Exercise
Copy out every line in the three blocks below that includes the word "trunk".

Materials provided

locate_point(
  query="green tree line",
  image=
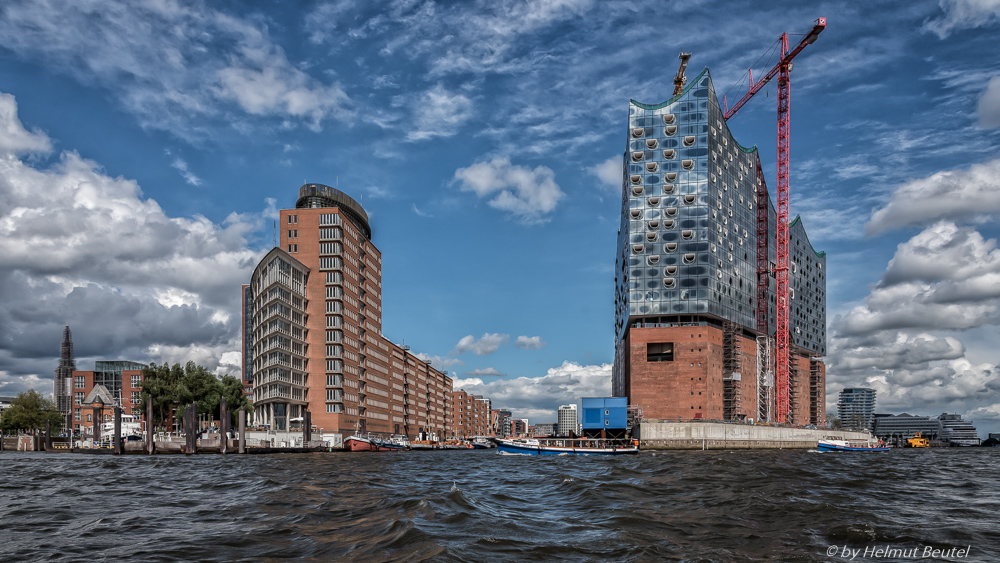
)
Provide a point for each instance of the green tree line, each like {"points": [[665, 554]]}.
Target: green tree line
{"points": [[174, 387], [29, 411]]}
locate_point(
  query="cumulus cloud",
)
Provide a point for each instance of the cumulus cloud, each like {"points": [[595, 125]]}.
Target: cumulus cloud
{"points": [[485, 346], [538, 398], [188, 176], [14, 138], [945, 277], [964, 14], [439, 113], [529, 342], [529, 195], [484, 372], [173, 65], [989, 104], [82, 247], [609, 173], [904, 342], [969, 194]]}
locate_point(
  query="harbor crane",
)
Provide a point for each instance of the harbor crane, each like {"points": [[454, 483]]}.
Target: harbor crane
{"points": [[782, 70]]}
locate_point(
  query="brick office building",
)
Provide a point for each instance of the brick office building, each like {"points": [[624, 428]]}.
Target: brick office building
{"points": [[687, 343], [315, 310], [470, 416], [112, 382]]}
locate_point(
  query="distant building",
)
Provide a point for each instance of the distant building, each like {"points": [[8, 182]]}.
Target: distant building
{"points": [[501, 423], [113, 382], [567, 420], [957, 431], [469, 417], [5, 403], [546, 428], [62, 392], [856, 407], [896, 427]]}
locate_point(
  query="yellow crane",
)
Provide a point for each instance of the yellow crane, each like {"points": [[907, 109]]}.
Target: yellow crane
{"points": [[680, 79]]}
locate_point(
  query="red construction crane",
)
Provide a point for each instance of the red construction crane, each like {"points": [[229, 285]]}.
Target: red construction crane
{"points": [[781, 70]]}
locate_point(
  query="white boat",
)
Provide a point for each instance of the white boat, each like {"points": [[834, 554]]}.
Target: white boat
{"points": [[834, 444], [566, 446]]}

--

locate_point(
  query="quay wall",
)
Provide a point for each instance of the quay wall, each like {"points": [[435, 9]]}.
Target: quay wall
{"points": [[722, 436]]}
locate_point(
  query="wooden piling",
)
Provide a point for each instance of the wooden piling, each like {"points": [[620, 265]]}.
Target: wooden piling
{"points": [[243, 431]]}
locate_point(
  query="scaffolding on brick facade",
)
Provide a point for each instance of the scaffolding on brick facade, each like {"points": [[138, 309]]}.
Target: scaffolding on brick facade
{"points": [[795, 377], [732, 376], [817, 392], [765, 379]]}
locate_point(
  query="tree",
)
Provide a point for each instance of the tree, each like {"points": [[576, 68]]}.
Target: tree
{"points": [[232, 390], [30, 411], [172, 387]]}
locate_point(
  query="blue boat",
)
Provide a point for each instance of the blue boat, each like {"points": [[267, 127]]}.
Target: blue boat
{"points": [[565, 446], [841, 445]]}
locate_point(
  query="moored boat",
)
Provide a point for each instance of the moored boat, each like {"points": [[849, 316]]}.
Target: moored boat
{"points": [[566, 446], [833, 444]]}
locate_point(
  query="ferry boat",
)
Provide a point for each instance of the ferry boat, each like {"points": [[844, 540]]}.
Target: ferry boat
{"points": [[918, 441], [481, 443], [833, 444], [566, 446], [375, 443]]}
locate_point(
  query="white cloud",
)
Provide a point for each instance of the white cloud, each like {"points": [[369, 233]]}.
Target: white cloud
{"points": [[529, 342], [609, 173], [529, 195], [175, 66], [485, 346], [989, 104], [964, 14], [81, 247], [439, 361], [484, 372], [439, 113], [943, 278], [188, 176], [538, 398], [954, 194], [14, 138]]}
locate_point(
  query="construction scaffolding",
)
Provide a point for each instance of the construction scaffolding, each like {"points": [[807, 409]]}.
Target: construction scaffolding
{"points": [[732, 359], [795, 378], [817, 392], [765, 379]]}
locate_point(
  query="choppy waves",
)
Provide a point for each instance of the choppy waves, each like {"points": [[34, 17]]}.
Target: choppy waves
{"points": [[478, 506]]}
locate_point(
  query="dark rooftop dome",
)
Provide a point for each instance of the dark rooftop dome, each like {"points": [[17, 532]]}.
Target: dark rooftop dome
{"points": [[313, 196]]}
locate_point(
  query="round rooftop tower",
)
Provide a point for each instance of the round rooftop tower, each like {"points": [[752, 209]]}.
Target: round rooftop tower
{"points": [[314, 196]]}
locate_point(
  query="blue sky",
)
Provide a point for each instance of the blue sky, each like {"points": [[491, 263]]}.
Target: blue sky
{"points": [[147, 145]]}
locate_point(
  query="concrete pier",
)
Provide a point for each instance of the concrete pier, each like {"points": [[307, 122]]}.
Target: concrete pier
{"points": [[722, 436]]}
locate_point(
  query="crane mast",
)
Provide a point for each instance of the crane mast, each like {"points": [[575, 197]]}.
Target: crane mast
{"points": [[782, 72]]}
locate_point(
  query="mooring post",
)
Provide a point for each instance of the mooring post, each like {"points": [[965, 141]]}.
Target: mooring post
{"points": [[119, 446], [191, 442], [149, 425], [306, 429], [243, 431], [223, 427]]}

...

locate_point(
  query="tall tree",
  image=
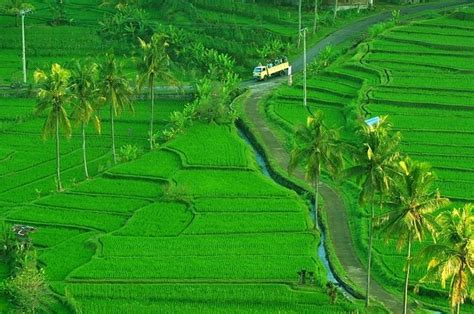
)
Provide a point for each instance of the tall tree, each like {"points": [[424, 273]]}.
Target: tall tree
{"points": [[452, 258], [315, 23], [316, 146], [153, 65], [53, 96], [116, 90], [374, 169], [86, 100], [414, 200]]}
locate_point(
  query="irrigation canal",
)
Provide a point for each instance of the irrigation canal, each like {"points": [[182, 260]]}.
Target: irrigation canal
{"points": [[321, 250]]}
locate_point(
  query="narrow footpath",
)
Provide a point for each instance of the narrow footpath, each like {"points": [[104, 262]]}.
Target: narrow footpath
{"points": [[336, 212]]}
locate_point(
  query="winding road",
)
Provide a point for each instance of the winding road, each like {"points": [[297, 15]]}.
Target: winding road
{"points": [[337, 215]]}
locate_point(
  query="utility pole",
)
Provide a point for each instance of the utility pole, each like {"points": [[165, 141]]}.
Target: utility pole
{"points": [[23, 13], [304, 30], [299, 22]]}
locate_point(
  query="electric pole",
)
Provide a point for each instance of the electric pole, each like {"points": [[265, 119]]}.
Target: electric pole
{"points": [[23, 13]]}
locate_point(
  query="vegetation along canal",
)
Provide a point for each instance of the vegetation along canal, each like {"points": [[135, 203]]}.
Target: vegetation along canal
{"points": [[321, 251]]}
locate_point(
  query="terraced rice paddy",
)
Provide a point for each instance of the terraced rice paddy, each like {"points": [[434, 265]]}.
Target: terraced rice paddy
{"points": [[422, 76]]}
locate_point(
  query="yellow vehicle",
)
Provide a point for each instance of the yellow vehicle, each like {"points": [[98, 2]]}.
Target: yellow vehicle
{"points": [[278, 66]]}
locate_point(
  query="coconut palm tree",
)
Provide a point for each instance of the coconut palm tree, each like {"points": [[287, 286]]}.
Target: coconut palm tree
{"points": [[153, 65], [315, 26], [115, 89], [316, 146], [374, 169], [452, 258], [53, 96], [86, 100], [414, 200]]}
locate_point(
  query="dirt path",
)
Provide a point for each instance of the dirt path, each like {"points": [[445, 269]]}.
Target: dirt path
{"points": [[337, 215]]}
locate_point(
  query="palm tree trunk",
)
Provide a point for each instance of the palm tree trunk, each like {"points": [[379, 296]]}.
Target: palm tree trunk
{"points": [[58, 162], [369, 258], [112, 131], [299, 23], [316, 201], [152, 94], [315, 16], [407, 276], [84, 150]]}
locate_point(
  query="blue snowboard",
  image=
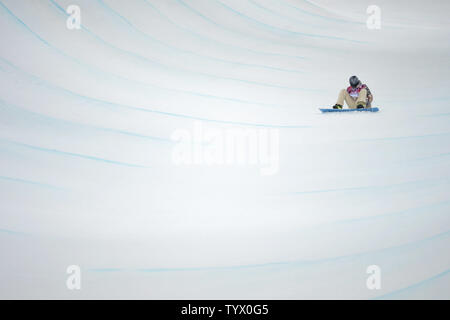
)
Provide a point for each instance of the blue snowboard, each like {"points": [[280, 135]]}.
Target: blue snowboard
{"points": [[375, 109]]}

Response
  query="palm tree trunk",
Provide a point for each instance of the palm tree trunk, each like {"points": [[379, 296]]}.
Target: palm tree trunk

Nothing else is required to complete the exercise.